* TASK DESCRIPTION
Search the records below for the word "space" and show every line where it occurs.

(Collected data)
========================================

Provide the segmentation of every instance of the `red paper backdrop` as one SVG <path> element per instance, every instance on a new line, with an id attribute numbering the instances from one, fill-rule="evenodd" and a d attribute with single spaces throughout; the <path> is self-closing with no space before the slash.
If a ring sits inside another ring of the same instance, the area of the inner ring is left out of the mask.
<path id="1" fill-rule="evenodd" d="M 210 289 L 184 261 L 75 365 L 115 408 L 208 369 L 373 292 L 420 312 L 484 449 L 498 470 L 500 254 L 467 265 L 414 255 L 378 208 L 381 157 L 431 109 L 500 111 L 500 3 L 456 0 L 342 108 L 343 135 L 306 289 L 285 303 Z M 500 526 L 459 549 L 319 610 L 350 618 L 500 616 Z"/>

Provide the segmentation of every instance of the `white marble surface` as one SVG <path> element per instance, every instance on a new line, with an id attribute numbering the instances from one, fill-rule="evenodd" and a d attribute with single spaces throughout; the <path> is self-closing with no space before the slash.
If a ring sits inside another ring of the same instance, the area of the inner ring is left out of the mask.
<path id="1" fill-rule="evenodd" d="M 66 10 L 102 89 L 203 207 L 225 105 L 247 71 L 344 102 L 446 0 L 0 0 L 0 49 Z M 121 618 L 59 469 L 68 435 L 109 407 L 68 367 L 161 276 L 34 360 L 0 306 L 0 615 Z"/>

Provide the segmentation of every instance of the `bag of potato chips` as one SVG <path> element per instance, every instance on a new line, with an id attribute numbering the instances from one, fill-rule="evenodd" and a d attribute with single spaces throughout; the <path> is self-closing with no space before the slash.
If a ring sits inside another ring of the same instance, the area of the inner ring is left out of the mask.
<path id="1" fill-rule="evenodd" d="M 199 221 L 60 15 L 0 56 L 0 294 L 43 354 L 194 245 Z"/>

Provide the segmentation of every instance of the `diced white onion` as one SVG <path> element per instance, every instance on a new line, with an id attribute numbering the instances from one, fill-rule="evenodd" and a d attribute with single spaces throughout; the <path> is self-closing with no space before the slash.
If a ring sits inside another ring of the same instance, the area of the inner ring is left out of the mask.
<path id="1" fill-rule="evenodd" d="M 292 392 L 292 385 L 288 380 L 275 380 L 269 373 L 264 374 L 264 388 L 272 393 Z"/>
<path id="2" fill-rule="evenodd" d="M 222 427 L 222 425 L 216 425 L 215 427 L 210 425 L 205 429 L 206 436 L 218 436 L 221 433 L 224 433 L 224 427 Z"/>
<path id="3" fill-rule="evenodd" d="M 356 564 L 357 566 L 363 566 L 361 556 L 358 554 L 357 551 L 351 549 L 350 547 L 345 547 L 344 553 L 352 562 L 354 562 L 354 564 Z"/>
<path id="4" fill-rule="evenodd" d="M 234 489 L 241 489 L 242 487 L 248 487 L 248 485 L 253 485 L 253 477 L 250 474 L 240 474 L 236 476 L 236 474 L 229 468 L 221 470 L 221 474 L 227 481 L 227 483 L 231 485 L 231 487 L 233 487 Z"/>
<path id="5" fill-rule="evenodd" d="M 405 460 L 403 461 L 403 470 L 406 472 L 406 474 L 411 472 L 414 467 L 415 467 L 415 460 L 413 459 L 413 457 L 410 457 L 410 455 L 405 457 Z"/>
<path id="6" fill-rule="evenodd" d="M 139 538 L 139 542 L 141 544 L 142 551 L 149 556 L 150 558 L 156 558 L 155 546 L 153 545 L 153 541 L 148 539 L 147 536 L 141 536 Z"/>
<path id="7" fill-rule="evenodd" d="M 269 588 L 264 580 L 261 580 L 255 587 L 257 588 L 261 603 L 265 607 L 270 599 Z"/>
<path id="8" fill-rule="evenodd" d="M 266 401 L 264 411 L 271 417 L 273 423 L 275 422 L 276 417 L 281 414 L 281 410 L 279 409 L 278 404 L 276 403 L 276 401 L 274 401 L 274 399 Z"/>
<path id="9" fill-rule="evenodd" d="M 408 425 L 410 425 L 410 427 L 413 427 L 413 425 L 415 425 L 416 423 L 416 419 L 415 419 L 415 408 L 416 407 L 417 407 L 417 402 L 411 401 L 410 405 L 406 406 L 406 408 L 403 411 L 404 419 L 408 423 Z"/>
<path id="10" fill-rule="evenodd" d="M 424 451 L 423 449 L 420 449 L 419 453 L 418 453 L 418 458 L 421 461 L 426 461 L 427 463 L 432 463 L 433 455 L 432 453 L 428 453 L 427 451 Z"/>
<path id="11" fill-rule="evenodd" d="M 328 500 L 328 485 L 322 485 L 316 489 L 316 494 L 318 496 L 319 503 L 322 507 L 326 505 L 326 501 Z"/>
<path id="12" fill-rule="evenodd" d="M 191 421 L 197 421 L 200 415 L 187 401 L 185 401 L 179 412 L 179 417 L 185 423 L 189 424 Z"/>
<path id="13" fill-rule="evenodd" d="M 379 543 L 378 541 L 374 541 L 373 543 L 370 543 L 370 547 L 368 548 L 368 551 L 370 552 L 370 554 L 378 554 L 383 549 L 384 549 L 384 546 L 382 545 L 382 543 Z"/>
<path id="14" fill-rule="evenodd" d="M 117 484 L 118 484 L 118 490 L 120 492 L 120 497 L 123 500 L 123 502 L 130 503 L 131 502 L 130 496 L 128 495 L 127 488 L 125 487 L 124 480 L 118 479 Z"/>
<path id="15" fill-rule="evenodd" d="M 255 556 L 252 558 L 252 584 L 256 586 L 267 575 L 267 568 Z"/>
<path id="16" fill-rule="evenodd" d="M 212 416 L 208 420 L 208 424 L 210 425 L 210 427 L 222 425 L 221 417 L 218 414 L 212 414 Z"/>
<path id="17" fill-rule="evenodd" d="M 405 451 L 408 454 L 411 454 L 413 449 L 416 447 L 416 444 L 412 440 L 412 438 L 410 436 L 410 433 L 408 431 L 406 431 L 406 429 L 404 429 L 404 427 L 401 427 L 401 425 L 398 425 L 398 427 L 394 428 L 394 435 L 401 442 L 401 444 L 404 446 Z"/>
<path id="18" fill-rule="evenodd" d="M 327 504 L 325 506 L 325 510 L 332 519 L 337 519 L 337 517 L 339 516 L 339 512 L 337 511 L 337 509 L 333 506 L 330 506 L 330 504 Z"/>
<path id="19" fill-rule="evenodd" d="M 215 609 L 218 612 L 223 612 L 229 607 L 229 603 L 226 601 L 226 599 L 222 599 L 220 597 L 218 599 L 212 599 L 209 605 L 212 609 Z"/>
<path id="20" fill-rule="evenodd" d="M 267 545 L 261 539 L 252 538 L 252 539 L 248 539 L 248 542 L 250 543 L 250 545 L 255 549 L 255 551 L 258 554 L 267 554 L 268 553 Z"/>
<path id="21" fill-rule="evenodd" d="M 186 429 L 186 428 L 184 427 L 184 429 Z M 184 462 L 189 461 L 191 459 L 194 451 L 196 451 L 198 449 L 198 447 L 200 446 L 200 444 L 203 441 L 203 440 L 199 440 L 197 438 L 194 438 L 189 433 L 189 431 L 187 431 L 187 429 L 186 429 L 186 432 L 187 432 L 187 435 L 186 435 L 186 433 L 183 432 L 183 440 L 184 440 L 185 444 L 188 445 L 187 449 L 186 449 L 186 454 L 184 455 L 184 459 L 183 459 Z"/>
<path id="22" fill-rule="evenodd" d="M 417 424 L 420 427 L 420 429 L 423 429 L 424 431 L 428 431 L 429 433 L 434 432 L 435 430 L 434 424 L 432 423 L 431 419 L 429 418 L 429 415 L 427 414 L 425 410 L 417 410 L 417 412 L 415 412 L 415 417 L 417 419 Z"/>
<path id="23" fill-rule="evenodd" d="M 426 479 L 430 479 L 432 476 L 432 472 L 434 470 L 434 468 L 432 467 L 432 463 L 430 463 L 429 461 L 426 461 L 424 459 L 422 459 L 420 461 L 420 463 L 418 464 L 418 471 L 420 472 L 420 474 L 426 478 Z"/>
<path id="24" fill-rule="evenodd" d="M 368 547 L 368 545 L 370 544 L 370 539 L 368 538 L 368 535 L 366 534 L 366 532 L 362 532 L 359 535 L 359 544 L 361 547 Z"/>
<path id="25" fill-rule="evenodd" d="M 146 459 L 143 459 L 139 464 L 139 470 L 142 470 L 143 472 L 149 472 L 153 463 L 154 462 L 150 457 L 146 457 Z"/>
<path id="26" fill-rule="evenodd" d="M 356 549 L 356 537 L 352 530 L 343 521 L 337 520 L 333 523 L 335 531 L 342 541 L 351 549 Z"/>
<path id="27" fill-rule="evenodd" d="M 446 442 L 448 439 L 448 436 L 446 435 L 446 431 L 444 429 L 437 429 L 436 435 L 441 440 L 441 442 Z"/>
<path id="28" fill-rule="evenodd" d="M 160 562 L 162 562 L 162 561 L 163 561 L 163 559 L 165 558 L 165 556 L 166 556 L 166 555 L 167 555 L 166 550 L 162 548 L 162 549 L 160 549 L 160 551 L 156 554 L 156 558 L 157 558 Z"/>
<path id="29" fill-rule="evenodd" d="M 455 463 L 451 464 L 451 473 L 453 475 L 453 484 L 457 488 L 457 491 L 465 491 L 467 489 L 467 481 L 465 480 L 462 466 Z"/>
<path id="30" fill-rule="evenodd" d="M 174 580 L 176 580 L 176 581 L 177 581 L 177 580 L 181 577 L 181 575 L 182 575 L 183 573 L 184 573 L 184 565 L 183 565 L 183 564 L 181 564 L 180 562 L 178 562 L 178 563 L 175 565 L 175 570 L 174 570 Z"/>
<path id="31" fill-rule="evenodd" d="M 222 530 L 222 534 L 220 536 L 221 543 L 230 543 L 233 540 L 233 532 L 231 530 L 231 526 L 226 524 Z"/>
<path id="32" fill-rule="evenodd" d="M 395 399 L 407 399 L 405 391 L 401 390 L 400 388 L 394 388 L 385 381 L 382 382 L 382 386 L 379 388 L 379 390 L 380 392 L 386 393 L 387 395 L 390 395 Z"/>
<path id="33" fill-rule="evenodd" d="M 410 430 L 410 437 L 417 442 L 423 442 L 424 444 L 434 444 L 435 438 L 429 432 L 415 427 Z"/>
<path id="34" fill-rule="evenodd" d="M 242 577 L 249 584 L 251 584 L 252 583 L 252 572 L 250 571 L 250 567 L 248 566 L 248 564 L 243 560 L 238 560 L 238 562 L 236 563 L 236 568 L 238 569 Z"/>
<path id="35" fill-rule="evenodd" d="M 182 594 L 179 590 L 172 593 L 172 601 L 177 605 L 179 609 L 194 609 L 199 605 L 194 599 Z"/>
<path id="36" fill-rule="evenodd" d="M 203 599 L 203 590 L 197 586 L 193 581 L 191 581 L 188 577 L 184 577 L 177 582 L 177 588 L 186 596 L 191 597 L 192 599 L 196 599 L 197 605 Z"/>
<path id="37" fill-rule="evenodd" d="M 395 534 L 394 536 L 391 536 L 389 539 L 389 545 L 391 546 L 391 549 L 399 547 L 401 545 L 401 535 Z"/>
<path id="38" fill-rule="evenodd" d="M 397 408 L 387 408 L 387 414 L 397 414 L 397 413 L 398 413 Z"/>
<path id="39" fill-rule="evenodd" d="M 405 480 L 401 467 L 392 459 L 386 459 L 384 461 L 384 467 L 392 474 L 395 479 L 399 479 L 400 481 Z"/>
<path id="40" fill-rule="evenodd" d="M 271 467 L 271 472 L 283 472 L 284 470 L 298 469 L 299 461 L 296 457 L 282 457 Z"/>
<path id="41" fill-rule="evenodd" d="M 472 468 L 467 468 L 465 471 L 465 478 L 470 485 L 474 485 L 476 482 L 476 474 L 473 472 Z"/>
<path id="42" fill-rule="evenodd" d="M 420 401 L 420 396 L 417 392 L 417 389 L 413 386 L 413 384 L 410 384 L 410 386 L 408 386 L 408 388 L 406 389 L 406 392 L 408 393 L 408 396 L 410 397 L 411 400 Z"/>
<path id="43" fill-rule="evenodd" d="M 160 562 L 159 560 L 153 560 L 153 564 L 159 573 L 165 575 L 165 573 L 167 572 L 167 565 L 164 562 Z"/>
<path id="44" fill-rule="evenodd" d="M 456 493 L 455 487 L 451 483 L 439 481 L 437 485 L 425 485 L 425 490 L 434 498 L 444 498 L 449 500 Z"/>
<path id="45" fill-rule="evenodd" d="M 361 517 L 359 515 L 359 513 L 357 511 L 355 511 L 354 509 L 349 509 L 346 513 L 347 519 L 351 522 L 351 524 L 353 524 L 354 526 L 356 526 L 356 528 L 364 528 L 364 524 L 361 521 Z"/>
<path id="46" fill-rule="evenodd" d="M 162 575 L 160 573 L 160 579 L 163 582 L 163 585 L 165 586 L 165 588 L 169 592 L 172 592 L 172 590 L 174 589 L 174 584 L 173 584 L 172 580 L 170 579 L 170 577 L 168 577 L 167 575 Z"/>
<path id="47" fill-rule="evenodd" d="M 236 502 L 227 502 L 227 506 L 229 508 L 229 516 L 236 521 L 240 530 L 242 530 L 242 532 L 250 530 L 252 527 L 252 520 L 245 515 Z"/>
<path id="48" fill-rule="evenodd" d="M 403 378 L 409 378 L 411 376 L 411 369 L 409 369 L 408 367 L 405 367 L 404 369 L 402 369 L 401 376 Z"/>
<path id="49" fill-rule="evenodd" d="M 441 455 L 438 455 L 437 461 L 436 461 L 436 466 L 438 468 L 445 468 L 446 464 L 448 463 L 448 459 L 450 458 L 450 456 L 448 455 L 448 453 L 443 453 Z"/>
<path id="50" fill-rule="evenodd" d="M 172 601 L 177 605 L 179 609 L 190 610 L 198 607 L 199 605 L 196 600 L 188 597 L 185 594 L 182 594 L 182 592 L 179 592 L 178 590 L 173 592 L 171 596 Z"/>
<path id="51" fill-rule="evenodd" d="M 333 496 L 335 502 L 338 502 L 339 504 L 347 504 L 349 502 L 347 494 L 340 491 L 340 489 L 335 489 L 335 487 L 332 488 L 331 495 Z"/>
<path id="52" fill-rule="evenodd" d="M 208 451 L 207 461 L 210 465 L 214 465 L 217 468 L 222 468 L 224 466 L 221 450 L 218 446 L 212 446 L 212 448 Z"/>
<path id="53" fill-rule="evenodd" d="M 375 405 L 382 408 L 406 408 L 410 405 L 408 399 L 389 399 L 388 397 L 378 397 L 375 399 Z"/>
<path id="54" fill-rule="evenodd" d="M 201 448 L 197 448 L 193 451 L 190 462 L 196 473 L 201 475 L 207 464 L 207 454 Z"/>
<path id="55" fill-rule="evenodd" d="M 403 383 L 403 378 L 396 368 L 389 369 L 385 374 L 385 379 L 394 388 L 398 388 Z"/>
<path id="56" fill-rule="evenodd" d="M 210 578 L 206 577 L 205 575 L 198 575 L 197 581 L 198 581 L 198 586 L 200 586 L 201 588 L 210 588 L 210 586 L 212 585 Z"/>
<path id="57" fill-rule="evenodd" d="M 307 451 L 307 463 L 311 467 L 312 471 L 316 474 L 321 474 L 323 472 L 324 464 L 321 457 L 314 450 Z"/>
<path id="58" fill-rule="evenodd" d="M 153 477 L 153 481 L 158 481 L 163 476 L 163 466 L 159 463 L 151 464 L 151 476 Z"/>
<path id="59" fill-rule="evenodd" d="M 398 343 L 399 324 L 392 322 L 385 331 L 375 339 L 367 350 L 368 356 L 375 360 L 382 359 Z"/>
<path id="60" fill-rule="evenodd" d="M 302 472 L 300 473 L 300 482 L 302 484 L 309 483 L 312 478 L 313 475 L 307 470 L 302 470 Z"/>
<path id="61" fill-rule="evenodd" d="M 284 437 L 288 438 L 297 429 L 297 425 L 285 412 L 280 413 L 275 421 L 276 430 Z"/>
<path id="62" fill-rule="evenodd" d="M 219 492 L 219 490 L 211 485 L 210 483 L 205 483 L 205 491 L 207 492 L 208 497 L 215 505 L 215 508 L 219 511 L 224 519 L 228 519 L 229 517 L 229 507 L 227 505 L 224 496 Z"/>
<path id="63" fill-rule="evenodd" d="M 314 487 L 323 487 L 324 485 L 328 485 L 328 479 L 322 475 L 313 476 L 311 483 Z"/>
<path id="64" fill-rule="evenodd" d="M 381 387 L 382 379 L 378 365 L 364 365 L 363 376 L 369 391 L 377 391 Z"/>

========================================

* SOLUTION TO THE EXERCISE
Provide the segmentation of every instance of the `red paper backdrop` as one SVG <path> element per instance, every instance on a new line, with an id attribute numbering the instances from one, fill-rule="evenodd" and a d attribute with single spaces throughout; the <path> is self-closing with no space before the slash.
Provide the segmentation of every instance of the `white marble surface` as one SVG <path> element per instance, every instance on a new line, with an id attribute numbering the instances from one, fill-rule="evenodd" and a d attribute with single spaces throughout; the <path> is self-closing with no space before the slash.
Provide the segmentation of every instance of the `bag of potato chips` as one SVG <path> element per instance, every instance on a new line, with an id attribute numbering the instances from one, fill-rule="evenodd" and a d attribute with single spaces throughout; the <path> is self-closing with no space before the slash.
Provide the segmentation of every instance of the `diced white onion` as one SVG <path> element per instance, every instance on a new line, with an id attribute numbering the instances from one, fill-rule="evenodd" and a d attribute with single spaces throughout; the <path> is self-closing with no space before the slash.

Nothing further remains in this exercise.